Set exercise: Copy out each line of the material below with no changes.
= = = = =
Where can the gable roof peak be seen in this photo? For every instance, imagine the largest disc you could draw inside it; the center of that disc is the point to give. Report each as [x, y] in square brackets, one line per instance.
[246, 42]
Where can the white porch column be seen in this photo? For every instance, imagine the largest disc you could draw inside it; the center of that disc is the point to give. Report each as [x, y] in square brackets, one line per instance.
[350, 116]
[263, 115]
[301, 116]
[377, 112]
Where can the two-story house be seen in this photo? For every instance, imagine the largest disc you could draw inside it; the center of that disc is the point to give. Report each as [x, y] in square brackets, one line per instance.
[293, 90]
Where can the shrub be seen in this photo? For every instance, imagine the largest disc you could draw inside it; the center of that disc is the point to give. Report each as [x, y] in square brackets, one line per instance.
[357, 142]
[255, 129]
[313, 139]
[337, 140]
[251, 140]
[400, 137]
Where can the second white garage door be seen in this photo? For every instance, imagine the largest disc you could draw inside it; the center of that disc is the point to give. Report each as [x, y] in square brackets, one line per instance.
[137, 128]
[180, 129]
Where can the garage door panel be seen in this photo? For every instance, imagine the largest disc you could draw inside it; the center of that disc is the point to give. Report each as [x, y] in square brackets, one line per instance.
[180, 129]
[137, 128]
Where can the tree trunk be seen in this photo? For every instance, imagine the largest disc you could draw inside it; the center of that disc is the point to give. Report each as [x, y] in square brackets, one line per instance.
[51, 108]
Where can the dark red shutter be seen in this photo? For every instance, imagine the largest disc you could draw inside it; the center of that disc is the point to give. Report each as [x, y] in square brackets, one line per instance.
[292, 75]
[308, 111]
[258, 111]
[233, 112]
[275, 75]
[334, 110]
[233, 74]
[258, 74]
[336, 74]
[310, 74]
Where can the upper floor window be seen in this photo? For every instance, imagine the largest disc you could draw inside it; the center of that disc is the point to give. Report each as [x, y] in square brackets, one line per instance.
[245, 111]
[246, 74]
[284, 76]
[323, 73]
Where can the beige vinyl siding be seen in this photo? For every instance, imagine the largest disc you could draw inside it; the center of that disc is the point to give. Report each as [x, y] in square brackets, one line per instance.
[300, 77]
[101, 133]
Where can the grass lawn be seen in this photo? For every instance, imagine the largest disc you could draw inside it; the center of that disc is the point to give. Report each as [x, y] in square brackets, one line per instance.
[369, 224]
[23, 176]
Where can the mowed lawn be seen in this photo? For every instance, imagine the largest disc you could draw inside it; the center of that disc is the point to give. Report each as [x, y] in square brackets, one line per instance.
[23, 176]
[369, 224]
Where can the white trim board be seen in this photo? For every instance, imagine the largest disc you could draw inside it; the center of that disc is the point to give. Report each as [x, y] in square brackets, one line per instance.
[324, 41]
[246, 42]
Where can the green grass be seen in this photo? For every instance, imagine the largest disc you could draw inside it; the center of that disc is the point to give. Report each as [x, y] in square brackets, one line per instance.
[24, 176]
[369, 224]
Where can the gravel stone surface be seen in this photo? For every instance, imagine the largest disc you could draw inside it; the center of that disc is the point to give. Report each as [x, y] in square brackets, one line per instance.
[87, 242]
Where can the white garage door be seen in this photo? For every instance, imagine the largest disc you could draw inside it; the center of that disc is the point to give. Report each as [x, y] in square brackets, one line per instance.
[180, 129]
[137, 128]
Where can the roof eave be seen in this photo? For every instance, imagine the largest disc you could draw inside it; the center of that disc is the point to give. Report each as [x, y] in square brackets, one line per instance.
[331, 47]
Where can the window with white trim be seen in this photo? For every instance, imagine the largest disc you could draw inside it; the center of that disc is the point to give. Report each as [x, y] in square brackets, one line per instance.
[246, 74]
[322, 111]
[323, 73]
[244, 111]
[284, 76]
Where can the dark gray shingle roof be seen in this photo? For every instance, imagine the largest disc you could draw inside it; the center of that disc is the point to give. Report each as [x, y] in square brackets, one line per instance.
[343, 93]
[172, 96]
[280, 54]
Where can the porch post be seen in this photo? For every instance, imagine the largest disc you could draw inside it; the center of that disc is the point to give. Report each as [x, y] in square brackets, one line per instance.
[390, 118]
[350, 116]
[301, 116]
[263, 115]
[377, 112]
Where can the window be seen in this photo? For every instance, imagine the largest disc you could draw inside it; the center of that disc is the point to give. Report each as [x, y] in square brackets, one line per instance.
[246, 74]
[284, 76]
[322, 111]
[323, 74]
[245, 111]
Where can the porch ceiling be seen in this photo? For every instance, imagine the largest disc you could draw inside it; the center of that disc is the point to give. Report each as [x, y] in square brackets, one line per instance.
= = = = =
Written solution:
Where can the gable roof peak be seen in this photo? For every instance, imagine the largest disc you could draw inside it; the center of that disc is the point to give. Report each as [x, y] in square brackets, one line per instance.
[246, 42]
Where can the white porch column be seen in this photo? For every instance, imagine the largest disc you could draw inside it; the center of that disc is the point to give. Report each as [x, y] in square brackets, one line per instance.
[350, 116]
[263, 115]
[301, 116]
[377, 112]
Where can the two-story house be seen in this photo? For every instance, imagine the largest disc you could draw inside it; the center of that disc is the point to give. Report each as [x, y] in square brackets, one line per instance.
[293, 90]
Where can the shrub be seen in this photo? For every instance, imagine the largest disc you could draw inside it; the center of that disc is the point to give. Report each as [x, y] in square brackets, one line per instance.
[357, 142]
[255, 129]
[313, 139]
[337, 140]
[251, 140]
[400, 137]
Where can the second white garage door be seen in this photo? For every instance, imagine the largest disc you could draw inside it; the center of that disc is the point to give. Report each as [x, y] in square brackets, one line per instance.
[137, 128]
[180, 129]
Where can the garage door panel be seen in this photo? For every instance, imagine the largest disc you could draw inside it; the center of that disc is the point to give. Report each as [x, y] in square brackets, one line per instance.
[180, 129]
[137, 128]
Where can the tree trunk be seen in this photo? For every instance, imagine the largest disc you could draw inside it; the center of that disc is the point to give. Report each as [x, y] in square brackets, one line per instance.
[51, 108]
Where can the dark red shutter be seen in this photo? For every instance, imagine the largest disc you could draw inside it; the center of that disc is the point to give. Report each as [x, y] in square brackets, one line per instance.
[292, 75]
[308, 111]
[258, 111]
[233, 112]
[275, 75]
[334, 110]
[233, 74]
[258, 74]
[336, 74]
[310, 74]
Where can the upper floor window be seen in this photo? For every instance, imagine the largest disc you could draw inside it; the center of that disc is the point to give. Report each as [x, y] in square brackets, one line per instance.
[245, 111]
[246, 74]
[284, 76]
[323, 73]
Where can the beige vinyl siding be seen in this photo? For every instance, imagine the largest disc you could draw inside it; the center of that disc is the point to give. Report each as [x, y] in square brackets, one line per instance.
[300, 77]
[101, 133]
Where can the grass lawn be seen in this photo? For every instance, imagine the largest disc you could draw inside it; the center of that disc is the point to give. Report each as [x, y] in square brackets, one line per instance.
[369, 224]
[23, 176]
Where can the mowed lawn be seen in this photo? For every instance, imagine the largest disc you could draw inside it; the center of that disc is the point to give. Report each as [x, y] in square brackets, one line per instance.
[23, 176]
[369, 224]
Where can the white trim board be seen in this photo? For every instance, imagine the largest disc you could draw inside it; the center of that disc is the point to give. Report each as [x, y] in square brackets, one line per instance.
[324, 41]
[246, 42]
Where can the green grass be seen in this photo? For every instance, imagine the largest disc you could draw inside it; the center of that disc is the point to give. Report each as [x, y] in square brackets, one line per instance.
[24, 176]
[369, 224]
Where can the gravel stone surface be seen in this photo? For every instance, imagine the largest disc you could draw inside it; the center of that disc is the point to give. Report each as [x, y] in square brackets, one line per instance.
[87, 242]
Where can the white garage door be seen in this photo? For every instance, imagine the largest disc you could draw inside it; the center of that disc is the point to give. Report each as [x, y] in square brackets, one line per instance.
[180, 129]
[137, 128]
Where can the roof eave be seen in this photo? For every instance, imagine the largest disc you could draw inside it; the center of that disc is the point to give. Report each as [x, y] in square brackets, one line per instance.
[331, 47]
Where can the window with white trim be seen in this photo? For every instance, imagine the largest disc you could draw inside it; the center of that disc is the point to give. Report each as [x, y] in square brackets, one line per instance.
[246, 74]
[322, 111]
[323, 73]
[244, 111]
[284, 76]
Where can the dark gray shingle roof be seen in this photo? For every instance, imagine the largest disc you could draw inside it; the center of that disc is the point to give. Report each as [x, y] in square brackets, one line per instance.
[343, 93]
[172, 96]
[280, 54]
Where can the porch post be seen in this photo? For every instance, imagine the largest disc you could draw inside it; the center of that disc is the point to give. Report each as [x, y] in square brackets, one line per instance.
[390, 118]
[350, 116]
[301, 116]
[263, 115]
[377, 112]
Where can the window be seen in this photo? For every instance, imagine the largest disc you could draw inside it; the center of that disc is the point to give. Report each as [x, y] in square brackets, one line per instance.
[246, 74]
[284, 76]
[322, 111]
[323, 74]
[245, 111]
Where can the porch ceiling be seen in this photo? For every instance, imagine the largest disc you could draw inside it; the center of that disc is the point to give. Report each as [x, y] in square brackets, one line per instance.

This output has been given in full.